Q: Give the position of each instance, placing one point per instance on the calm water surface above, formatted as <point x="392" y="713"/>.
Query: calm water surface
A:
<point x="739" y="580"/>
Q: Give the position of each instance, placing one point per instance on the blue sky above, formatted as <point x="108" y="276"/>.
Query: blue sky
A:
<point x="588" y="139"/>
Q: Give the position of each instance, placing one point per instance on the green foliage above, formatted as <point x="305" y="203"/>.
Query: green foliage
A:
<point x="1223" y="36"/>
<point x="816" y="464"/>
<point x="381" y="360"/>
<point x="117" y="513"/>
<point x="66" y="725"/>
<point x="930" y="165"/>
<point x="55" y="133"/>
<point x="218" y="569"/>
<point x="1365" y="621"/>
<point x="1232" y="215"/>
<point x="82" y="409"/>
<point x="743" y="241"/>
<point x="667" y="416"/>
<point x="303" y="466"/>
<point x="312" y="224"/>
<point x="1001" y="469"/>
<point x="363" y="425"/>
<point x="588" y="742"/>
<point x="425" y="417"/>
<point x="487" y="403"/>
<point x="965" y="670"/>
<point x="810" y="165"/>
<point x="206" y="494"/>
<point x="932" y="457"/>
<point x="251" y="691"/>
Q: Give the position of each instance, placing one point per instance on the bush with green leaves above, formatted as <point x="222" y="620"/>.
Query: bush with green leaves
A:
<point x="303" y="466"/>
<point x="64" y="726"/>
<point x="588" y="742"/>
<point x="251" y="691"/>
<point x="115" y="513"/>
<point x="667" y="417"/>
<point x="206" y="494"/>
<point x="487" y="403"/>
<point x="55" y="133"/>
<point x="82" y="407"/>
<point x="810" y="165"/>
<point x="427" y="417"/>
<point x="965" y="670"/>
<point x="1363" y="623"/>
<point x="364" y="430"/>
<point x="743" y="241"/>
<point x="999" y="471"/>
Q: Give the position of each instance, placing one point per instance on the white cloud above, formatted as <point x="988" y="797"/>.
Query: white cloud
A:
--------------------------------------------------
▸ **To do**: Convert every line of the records above into a Markdown table with two columns, Row and Entry. Row numbers the lines in order, Entry holds each line itself, and blank lines are left out.

▸ **Full solution**:
| Row | Entry |
|---|---|
| 1 | Q: Give the position of each instance, placing one point per instance on the calm water surface above, formatted as <point x="392" y="713"/>. |
| 2 | Query: calm water surface |
| 3 | A: |
| 4 | <point x="739" y="580"/> |
| 5 | Q: Give the position of each instance, placing one point per instance on the blue sky above, formatted as <point x="108" y="276"/>. |
| 6 | Query: blue sky |
| 7 | A: |
| 8 | <point x="588" y="139"/> |
| 9 | Q: Give the position of each instance, placing one point per instance on the green foliage above, formatted as <point x="305" y="203"/>. |
| 10 | Query: green foliage |
| 11 | A: |
| 12 | <point x="1223" y="36"/> |
| 13 | <point x="816" y="464"/> |
| 14 | <point x="381" y="360"/> |
| 15 | <point x="117" y="513"/> |
| 16 | <point x="66" y="725"/> |
| 17 | <point x="930" y="165"/> |
| 18 | <point x="55" y="133"/> |
| 19 | <point x="218" y="569"/> |
| 20 | <point x="1365" y="621"/> |
| 21 | <point x="1232" y="215"/> |
| 22 | <point x="82" y="409"/> |
| 23 | <point x="743" y="241"/> |
| 24 | <point x="667" y="416"/> |
| 25 | <point x="303" y="466"/> |
| 26 | <point x="312" y="224"/> |
| 27 | <point x="1001" y="469"/> |
| 28 | <point x="363" y="425"/> |
| 29 | <point x="588" y="742"/> |
| 30 | <point x="425" y="417"/> |
| 31 | <point x="487" y="403"/> |
| 32 | <point x="965" y="670"/> |
| 33 | <point x="810" y="165"/> |
| 34 | <point x="206" y="494"/> |
| 35 | <point x="932" y="457"/> |
| 36 | <point x="251" y="691"/> |
| 37 | Q: Give the position of each instance, placing one point per instance on the bush with green leaves above, formatted as <point x="222" y="620"/>. |
| 38 | Query: bush with green leaves |
| 39 | A: |
| 40 | <point x="303" y="466"/> |
| 41 | <point x="64" y="726"/> |
| 42 | <point x="588" y="742"/> |
| 43 | <point x="251" y="691"/> |
| 44 | <point x="115" y="513"/> |
| 45 | <point x="667" y="417"/> |
| 46 | <point x="206" y="494"/> |
| 47 | <point x="487" y="403"/> |
| 48 | <point x="55" y="133"/> |
| 49 | <point x="82" y="407"/> |
| 50 | <point x="810" y="165"/> |
| 51 | <point x="427" y="417"/> |
| 52 | <point x="965" y="670"/> |
| 53 | <point x="1363" y="623"/> |
| 54 | <point x="364" y="430"/> |
| 55 | <point x="743" y="241"/> |
| 56 | <point x="999" y="471"/> |
| 57 | Q: Give the position of each instance, placing one point per instance on the white cloud above, formatted as <point x="988" y="797"/>. |
| 58 | Query: white cloud |
| 59 | A: |